§ **REQUIRED TASK**
All of the lines below are to be transcribed faithfully, with pictures excluded from the copy.

··········

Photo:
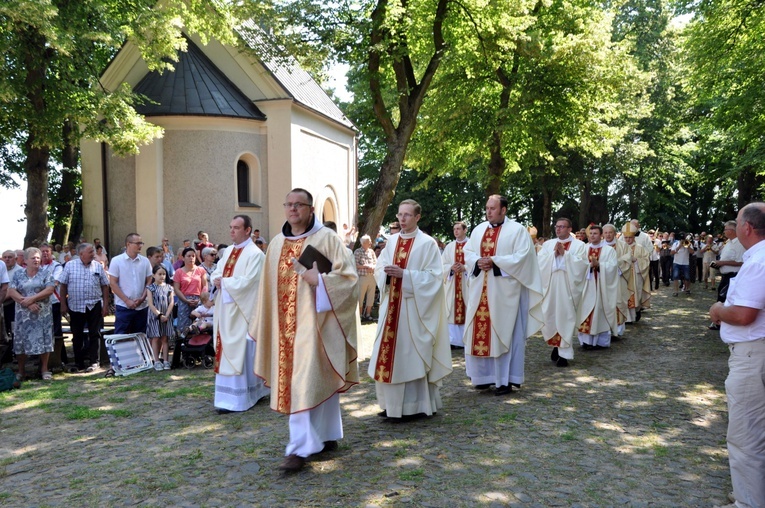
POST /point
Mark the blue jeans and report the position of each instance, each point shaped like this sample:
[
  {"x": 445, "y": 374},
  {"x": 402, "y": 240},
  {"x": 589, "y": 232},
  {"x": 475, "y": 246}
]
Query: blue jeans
[{"x": 130, "y": 320}]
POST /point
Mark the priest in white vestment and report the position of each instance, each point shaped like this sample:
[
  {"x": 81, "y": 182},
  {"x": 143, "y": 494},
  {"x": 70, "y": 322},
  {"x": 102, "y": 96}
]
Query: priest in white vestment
[
  {"x": 235, "y": 281},
  {"x": 623, "y": 260},
  {"x": 563, "y": 266},
  {"x": 455, "y": 284},
  {"x": 505, "y": 300},
  {"x": 638, "y": 283},
  {"x": 411, "y": 353},
  {"x": 597, "y": 310},
  {"x": 306, "y": 326}
]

··········

§ **RESULT OF THE EXERCISE**
Photo:
POST /point
Mark the blue jeans and report the position of each instance, each point shaped like this sample:
[
  {"x": 445, "y": 374},
  {"x": 402, "y": 240},
  {"x": 589, "y": 232},
  {"x": 475, "y": 246}
]
Query: blue jeans
[{"x": 130, "y": 320}]
POST /point
Mark the priest in white vestment and report the position of each instance, each point shaped like this sample:
[
  {"x": 81, "y": 182},
  {"x": 143, "y": 494},
  {"x": 70, "y": 322},
  {"x": 102, "y": 96}
]
Query: priest in white vestment
[
  {"x": 235, "y": 281},
  {"x": 623, "y": 260},
  {"x": 563, "y": 266},
  {"x": 455, "y": 284},
  {"x": 505, "y": 300},
  {"x": 638, "y": 283},
  {"x": 411, "y": 353},
  {"x": 597, "y": 310},
  {"x": 306, "y": 326}
]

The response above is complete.